The task
Print the line containing "Task: set a pin on each instance of the forehead, output" and every later line of the records. Keep each one exactly as given, ending with the last.

Provided records
● ● ● ● ● ● ●
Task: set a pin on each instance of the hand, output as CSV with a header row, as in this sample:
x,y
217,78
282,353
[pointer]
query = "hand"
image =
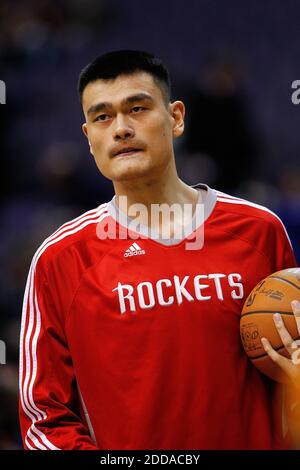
x,y
290,366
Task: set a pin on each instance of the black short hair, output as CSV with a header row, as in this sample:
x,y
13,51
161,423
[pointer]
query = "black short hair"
x,y
125,62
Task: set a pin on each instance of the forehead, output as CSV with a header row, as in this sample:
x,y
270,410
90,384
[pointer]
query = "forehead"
x,y
115,90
● ● ● ● ● ● ●
Solution for this task
Task: set a pin on each instance of the forehead, output as CSV with a header row, as in this sample:
x,y
270,410
90,384
[pointer]
query = "forehead"
x,y
115,90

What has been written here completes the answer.